--- START OF DATA SUPPLIED ---

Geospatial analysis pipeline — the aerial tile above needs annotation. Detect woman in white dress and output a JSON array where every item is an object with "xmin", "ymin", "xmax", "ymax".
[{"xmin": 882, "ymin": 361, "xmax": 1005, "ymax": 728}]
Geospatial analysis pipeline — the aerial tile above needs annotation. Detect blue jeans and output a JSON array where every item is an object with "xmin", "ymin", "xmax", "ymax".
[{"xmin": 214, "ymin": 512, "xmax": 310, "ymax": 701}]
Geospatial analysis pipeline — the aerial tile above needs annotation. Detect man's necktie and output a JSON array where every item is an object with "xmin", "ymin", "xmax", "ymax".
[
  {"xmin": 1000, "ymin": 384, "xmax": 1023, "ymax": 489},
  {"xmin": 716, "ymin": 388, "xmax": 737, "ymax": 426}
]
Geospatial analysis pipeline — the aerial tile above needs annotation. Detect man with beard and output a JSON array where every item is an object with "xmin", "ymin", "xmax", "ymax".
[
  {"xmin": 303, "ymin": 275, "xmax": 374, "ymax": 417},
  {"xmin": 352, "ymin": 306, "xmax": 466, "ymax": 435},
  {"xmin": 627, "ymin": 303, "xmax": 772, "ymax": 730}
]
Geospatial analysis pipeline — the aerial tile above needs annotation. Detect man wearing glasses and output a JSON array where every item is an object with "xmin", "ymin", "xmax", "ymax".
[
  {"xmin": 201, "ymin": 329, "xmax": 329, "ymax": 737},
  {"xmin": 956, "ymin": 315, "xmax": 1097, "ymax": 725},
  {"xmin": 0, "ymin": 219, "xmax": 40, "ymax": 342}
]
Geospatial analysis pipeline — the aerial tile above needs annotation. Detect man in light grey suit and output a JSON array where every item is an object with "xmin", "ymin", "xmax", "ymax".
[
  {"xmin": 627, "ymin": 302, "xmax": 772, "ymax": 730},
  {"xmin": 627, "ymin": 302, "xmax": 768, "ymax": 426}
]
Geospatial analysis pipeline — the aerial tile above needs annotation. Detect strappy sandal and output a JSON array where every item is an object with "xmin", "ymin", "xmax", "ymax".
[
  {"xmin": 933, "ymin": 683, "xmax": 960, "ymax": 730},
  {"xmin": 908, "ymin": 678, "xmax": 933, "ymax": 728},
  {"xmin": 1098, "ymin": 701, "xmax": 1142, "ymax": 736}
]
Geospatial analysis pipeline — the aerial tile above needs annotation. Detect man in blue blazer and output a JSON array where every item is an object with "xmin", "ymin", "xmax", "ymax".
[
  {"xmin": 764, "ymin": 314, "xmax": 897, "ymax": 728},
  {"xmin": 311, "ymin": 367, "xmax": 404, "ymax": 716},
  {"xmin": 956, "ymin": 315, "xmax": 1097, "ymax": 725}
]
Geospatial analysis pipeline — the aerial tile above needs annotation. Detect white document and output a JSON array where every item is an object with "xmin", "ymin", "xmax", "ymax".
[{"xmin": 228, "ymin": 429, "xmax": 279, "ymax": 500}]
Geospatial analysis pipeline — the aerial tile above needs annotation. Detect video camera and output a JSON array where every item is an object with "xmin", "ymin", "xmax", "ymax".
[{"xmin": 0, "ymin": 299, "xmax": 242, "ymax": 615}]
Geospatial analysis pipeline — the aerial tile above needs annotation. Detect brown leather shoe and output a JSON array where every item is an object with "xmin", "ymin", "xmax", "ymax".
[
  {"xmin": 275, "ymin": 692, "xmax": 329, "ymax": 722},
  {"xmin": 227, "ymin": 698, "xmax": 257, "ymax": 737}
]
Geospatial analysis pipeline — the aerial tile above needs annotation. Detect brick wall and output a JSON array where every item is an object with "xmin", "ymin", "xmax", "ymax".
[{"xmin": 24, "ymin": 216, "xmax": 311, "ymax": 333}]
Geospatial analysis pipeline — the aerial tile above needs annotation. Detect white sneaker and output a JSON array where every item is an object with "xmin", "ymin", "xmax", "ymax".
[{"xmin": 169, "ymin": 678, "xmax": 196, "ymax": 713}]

--- END OF DATA SUPPLIED ---

§ TASK STATEMENT: Rewrite every line of the records above as a JSON list of strings, one string per line, and leave out any blank lines.

§ FULL OUTPUT:
[
  "Geospatial analysis pipeline — the aerial tile above needs annotation. Detect woman in white dress and output a JSON array where every item is an object with \"xmin\", \"ymin\", \"xmax\", \"ymax\".",
  "[{\"xmin\": 882, \"ymin\": 361, \"xmax\": 1005, \"ymax\": 728}]",
  "Geospatial analysis pipeline — the aerial tile above needs annotation. Detect blue jeans and output a JSON array where every item is an object with \"xmin\", \"ymin\", \"xmax\", \"ymax\".",
  "[{\"xmin\": 214, \"ymin\": 512, \"xmax\": 310, \"ymax\": 701}]",
  "Geospatial analysis pipeline — the aerial tile above needs annotation. Detect man's necktie and output a JSON array where every item is an object with \"xmin\", \"ymin\", \"xmax\", \"ymax\".",
  "[",
  "  {\"xmin\": 1000, \"ymin\": 384, \"xmax\": 1023, \"ymax\": 489},",
  "  {\"xmin\": 716, \"ymin\": 388, \"xmax\": 737, \"ymax\": 426}",
  "]",
  "Geospatial analysis pipeline — the aerial tile above needs annotation. Detect man with beard and output a JSON array where every item is an object with \"xmin\", \"ymin\", \"xmax\", \"ymax\".",
  "[",
  "  {\"xmin\": 303, \"ymin\": 275, \"xmax\": 374, \"ymax\": 417},",
  "  {\"xmin\": 352, \"ymin\": 306, \"xmax\": 466, \"ymax\": 435},",
  "  {\"xmin\": 627, \"ymin\": 303, \"xmax\": 772, \"ymax\": 730}",
  "]",
  "Geospatial analysis pipeline — the aerial tile above needs annotation. Detect man wearing glasses and output a JSON array where every item is an object with \"xmin\", \"ymin\", \"xmax\", \"ymax\".",
  "[",
  "  {\"xmin\": 201, \"ymin\": 329, \"xmax\": 329, \"ymax\": 737},",
  "  {\"xmin\": 956, \"ymin\": 315, \"xmax\": 1097, \"ymax\": 725},",
  "  {\"xmin\": 0, \"ymin\": 219, \"xmax\": 40, \"ymax\": 342}",
  "]",
  "Geospatial analysis pipeline — the aerial tile above needs annotation. Detect man in light grey suit and output a JSON array where every item is an object with \"xmin\", \"ymin\", \"xmax\", \"ymax\".",
  "[",
  "  {\"xmin\": 627, \"ymin\": 302, \"xmax\": 772, \"ymax\": 730},",
  "  {\"xmin\": 627, \"ymin\": 302, \"xmax\": 768, \"ymax\": 426}",
  "]",
  "Geospatial analysis pipeline — the aerial tile above needs annotation. Detect strappy sandal and output a JSON array where every item is an object with \"xmin\", \"ymin\", \"xmax\", \"ymax\".",
  "[",
  "  {\"xmin\": 933, \"ymin\": 683, \"xmax\": 960, \"ymax\": 730},",
  "  {\"xmin\": 908, \"ymin\": 678, \"xmax\": 933, \"ymax\": 728},",
  "  {\"xmin\": 1098, \"ymin\": 701, \"xmax\": 1142, \"ymax\": 736}",
  "]",
  "Geospatial analysis pipeline — the aerial tile above needs annotation. Detect man in blue blazer and output a JSON array where every item is an object with \"xmin\", \"ymin\", \"xmax\", \"ymax\".",
  "[",
  "  {\"xmin\": 764, \"ymin\": 314, \"xmax\": 897, \"ymax\": 728},",
  "  {\"xmin\": 311, \"ymin\": 367, \"xmax\": 404, \"ymax\": 716},",
  "  {\"xmin\": 956, \"ymin\": 315, \"xmax\": 1097, \"ymax\": 725}",
  "]",
  "Geospatial analysis pipeline — the aerial tile above needs annotation. Detect white document and output a JSON array where every item is an object with \"xmin\", \"ymin\", \"xmax\", \"ymax\".",
  "[{\"xmin\": 228, \"ymin\": 429, \"xmax\": 279, \"ymax\": 500}]",
  "Geospatial analysis pipeline — the aerial tile above needs annotation. Detect video camera and output a JSON array where every item is an object with \"xmin\", \"ymin\", \"xmax\", \"ymax\".",
  "[{\"xmin\": 0, \"ymin\": 299, \"xmax\": 242, \"ymax\": 615}]",
  "Geospatial analysis pipeline — the aerial tile above needs annotation. Detect brown leather shoe and output a JSON array where every item is an object with \"xmin\", \"ymin\", \"xmax\", \"ymax\".",
  "[",
  "  {\"xmin\": 275, \"ymin\": 692, \"xmax\": 329, \"ymax\": 722},",
  "  {\"xmin\": 227, \"ymin\": 698, \"xmax\": 257, \"ymax\": 737}",
  "]",
  "Geospatial analysis pipeline — the aerial tile above needs annotation. Detect brick wall and output a JSON array where every item is an object with \"xmin\", \"ymin\", \"xmax\", \"ymax\".",
  "[{\"xmin\": 24, \"ymin\": 216, \"xmax\": 311, \"ymax\": 333}]",
  "Geospatial analysis pipeline — the aerial tile above needs annotation. Detect white sneaker and output a JSON array where every item is an object with \"xmin\", \"ymin\", \"xmax\", \"ymax\".",
  "[{\"xmin\": 169, \"ymin\": 678, \"xmax\": 196, \"ymax\": 713}]"
]